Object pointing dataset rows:
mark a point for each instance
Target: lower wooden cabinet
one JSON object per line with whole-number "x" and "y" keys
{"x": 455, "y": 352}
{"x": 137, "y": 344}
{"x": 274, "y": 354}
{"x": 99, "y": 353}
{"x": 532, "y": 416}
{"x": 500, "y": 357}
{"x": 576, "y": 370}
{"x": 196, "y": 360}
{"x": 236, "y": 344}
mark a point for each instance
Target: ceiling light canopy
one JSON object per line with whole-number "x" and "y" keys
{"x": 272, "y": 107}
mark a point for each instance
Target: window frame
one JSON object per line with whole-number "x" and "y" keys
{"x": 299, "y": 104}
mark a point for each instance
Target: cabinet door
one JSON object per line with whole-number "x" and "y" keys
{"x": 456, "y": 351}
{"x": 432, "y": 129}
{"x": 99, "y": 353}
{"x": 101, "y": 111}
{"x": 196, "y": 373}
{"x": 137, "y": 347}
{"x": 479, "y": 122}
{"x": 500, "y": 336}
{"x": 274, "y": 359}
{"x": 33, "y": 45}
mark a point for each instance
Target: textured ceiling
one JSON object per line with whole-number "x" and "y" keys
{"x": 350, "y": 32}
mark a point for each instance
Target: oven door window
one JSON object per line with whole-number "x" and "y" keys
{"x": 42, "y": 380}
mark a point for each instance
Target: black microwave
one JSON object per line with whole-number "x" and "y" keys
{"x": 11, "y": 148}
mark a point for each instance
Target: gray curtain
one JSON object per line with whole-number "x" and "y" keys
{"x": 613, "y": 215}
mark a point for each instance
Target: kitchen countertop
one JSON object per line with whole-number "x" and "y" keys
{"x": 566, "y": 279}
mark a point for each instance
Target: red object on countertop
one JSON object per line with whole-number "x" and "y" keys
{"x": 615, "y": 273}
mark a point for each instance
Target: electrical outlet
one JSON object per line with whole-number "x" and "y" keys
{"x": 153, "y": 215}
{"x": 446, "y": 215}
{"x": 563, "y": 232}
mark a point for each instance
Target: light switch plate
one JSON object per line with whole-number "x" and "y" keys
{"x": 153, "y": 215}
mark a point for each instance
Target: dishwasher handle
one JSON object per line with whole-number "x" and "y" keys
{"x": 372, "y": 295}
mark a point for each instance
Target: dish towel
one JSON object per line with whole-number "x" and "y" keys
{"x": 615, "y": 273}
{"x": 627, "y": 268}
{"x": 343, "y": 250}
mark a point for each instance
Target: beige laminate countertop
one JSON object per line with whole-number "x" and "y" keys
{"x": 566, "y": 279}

**WHAT NEEDS TO BE DONE:** Extract all of the data shown above without alteration.

**IN RESPONSE:**
mark a point for each instance
Target: lower wooden cabinet
one JSON object per line with whole-number "x" and "y" keys
{"x": 455, "y": 352}
{"x": 137, "y": 344}
{"x": 274, "y": 354}
{"x": 99, "y": 353}
{"x": 532, "y": 416}
{"x": 500, "y": 357}
{"x": 576, "y": 370}
{"x": 196, "y": 360}
{"x": 236, "y": 344}
mark a point for each instance
Target: ceiling light canopy
one JSON object per line with whole-number "x" and "y" keys
{"x": 272, "y": 107}
mark a point for each instance
Target: window frame
one JSON object per line with whole-number "x" and "y" keys
{"x": 299, "y": 104}
mark a point for each instance
Target: cabinet door
one JSON object per line with whole-number "x" and "y" keys
{"x": 456, "y": 351}
{"x": 432, "y": 129}
{"x": 99, "y": 353}
{"x": 101, "y": 111}
{"x": 196, "y": 373}
{"x": 137, "y": 347}
{"x": 479, "y": 122}
{"x": 500, "y": 336}
{"x": 274, "y": 359}
{"x": 33, "y": 45}
mark a point for each instance
Target: textured ceiling
one JSON object per line with whole-number "x" and "y" keys
{"x": 350, "y": 32}
mark a point for each instance
Target: oven door window
one JSON object per line with whole-number "x" and "y" keys
{"x": 42, "y": 380}
mark a point for each instance
Target: black microwave
one JSON object per line with whole-number "x" and "y" keys
{"x": 11, "y": 148}
mark a point for each instance
Target: gray curtain
one JSON object per line with whole-number "x" and "y" keys
{"x": 613, "y": 215}
mark a point for each instance
Target: kitchen countertop
one JSON object per line with whole-number "x" and "y" keys
{"x": 566, "y": 279}
mark a point for each instance
Target: red object on countertop
one JSON object per line with whole-number "x" and "y" keys
{"x": 615, "y": 273}
mark a point for each instance
Target: electrical outlet
one JSON object per line with whole-number "x" and "y" keys
{"x": 153, "y": 215}
{"x": 446, "y": 215}
{"x": 563, "y": 232}
mark a point for each instance
Target: light switch plate
one JSON object per line with whole-number "x" and "y" keys
{"x": 153, "y": 215}
mark a point for each instance
Target: dishwasher handle
one JSON object per line with whole-number "x" and "y" keys
{"x": 372, "y": 295}
mark a point for each instance
Target: dish towel
one JSON object per line with whole-number "x" and "y" keys
{"x": 615, "y": 273}
{"x": 627, "y": 268}
{"x": 343, "y": 250}
mark a point for each instance
Target: beige laminate countertop
one JSON object per line with whole-number "x" and "y" keys
{"x": 566, "y": 279}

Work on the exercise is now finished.